*Excerpt to read*.

He died of a stroke and he experienced a slight stroke last year too, this could be an indication of his general state. I wouldn’t say he faded away, he did work with his paper route to the end, distributing morning papers to homes with his bike and for this you need some condition. However, he became a bit aloof, a bit ”dormant” at the end.

I still think of him every day, as I’ve almost always have. But we’ll meet again, that’s the logic of reincarnation, ”no meeting is the first, no goodbye is the last” as Dénis Lindbohm said. The soul is energy and energy can’t be destroyed, only transformed into another physical state.




3.

Robert liked westerns, the wild west myth as an iconographic phenomenon; to us being born in the 60s westerns was a staple diet in comics, films and TV series. A favorite comic of his was Lucky Luke, a French western comic series. And when I inherit Robert’s Britains Deetail figures, 54 mm cowboy figures, I will think of him. They will be constant reminders of his being, a kind of memorial statuettes.

When building plastic models his favorite was planes, WWII planes. He had an aerial trait – for in additon to this, he wrote his Bachelor of Art degeree paper about the bird paintings of Swedish artists Lars Jonsson and Gunnar Brusewitz. And my father said that, in his last phone conversation with him on March 26, Robert said that he would go out later and look at the birds. In spring the migratory birds return to Sweden, the snow-free and drying, soon-to-sprout lands, having some wealth of birdlife.

He’s standing in the Uppsala plain, looking at the birds... a worthy image of the man he was. ”I’m far, far away, with my head up in the clouds...”




4.

Robert's favorite pop band was Echo and the Bunnymen.

His favorite Swedish comics artist was Jan Lööf.

He liked the memoir books by Swedish artist Peter Dahl. Robert wasn’t so much into Dahl’s art per se but he liked the way he told of his artistic career (Kanske konstnär etc.). Specifically, he appreciated Dahl’s lifelong project of creating a fantasy land with his tin soldiers, toy cars, model railroad and model houses, the land ”Caribanien”. This, Robert meant, was Dahl’s masterpiece (in the realm of conceptual art), his oils and litographies were not as memorable.

Robert was a blond, Nordic guy, about 178 centimers tall, of a somewhat compact build. He was a man of the ”pyknic, athletic” type, not the ”leptosome, slim” type like me. We indeed looked akin but we were of different somatic models.

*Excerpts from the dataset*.
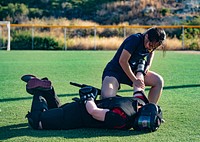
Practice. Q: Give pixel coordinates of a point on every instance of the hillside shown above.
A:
(105, 12)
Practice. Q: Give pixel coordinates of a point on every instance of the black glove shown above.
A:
(88, 93)
(148, 118)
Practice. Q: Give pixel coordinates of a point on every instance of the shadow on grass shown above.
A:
(19, 130)
(76, 94)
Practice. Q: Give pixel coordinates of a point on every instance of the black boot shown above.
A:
(39, 105)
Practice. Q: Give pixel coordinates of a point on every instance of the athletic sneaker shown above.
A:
(39, 84)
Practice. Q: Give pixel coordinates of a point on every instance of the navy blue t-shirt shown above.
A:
(134, 44)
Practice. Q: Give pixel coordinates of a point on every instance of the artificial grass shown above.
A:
(179, 101)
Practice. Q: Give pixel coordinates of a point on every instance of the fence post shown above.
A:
(183, 44)
(65, 40)
(32, 46)
(95, 34)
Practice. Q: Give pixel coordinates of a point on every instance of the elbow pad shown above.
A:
(114, 120)
(141, 66)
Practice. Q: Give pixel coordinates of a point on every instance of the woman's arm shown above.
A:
(97, 113)
(123, 61)
(149, 61)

*Activity list*.
**1)** Copy the part of the memoir about Robert starting with "His favorite Swedish" and going on through "different somatic models.".
**2)** Pick up the memoir about Robert right after its last sentence and keep writing it.
You won't need the lines for anything here.

*Exercise responses*.
**1)**
His favorite Swedish comics artist was Jan Lööf.

He liked the memoir books by Swedish artist Peter Dahl. Robert wasn’t so much into Dahl’s art per se but he liked the way he told of his artistic career (Kanske konstnär etc.). Specifically, he appreciated Dahl’s lifelong project of creating a fantasy land with his tin soldiers, toy cars, model railroad and model houses, the land ”Caribanien”. This, Robert meant, was Dahl’s masterpiece (in the realm of conceptual art), his oils and litographies were not as memorable.

Robert was a blond, Nordic guy, about 178 centimers tall, of a somewhat compact build. He was a man of the ”pyknic, athletic” type, not the ”leptosome, slim” type like me. We indeed looked akin but we were of different somatic models.

**2)**
I mention his overall look because in my nove Antropolis (2009) I have a chapter where the main character meets up with the artist Tim Parill. Parill’s look is made up, he’s a fiction as such, but his behavior as a distraught artist receiving a guest in his studio is very much based on Robert:
In one of the segment houses lived Parill. Once up on the fourth floor, I entered a bright, lofty atelier, a real studio unlike my own that was just the upstairs floor in my house. A smell of turpentine and oil struck me. I found the master himself seated at a table reading Antropolis News. – I bowed slightly and sat down, Parill nodded and stood up. (...) He offered wine, toasted me and asked if I would buy anything – but when I said no, he continued to read his paper. I took the opportunity and looked around in the studio, a spacious room with a ceiling height of three meters. A window only to the north; thus it must be for a painter, this I knew, because the light from the north was smoother than the saturated, flowing, over-the-whole-day-shifting southern light. Everywhere sat canvases; they were both landscapes and abstractions and some individual portraits, all of it unmistakably Parill. There was colorism and rich layers of paint, there was the play of forms, there were power lines meeting and parting, there were foaming streams, dark jungles and psychedelic meadows.
After a descriptions of odd objects decorating the studio we have this image of the artist, ”very Robert” if I may say so:
Parill sat and stared into the air. Dust particles danced around in a sunbeam. Then he suddenly got up and went to his easel. From a hanger he picked up a painter coat, black and full of color patches in quaint randomness. He wiped his fingers on it while he painted. – I glanced at the canvas, a landscape with a few houses next to a lake and a sun over some mountains on the other side. (...) You could see yellow fields and shady houses, a copper green lake and a blueberry sky. From a tube Parill pressed out some paint onto the palette and seemed to have forgotten my presence. He picked up a brush, approached the canvas and started working at the shadows cast by the houses. He put on green and blue, crossing the brush strokes and having the colors blend. ”Shadows are never black,” he said. – I agreed to this wisdom, bowed and headed for the door.

[chapter sixteen, ”The Artist”]




Coda

Robert was a fascinating guy and I could go on telling about his peculiarity. However, in light of what I've already told I guess that a sample of his artworks is the best way to portray him. He was my brother and he's still alive to me, I've intimated it above and now I say it again. And above that, his art lives on. Judge for yourselves.

(All the paintings below are in private collections. Click on each picture to get an enlargement.)


"The Knight and the Brook" (oil painting of a medieval knight coming to a brook in the woods)


"Nonfigurative" (nonfigurative oil painting exploring color and shape per se)


"Still Life" (oil painting of flowers, rather much in the impressionist vein)


Cover of "Antropolis," executed by Robert


"Söråsele Summer" (oil painting of Lake Söråsele, southern Lapland)


"Saltoluokta" (oil painting of Lake Langas and surrounding mountains in northern Norrbotten)


"Summery Sky" (aquarelle of Lake Söråsele)


"Sunset" (oil painting of a Norrlandic house, the motif as such is made up, not being a "real life" motive)




Related
Son of Sweden (poem)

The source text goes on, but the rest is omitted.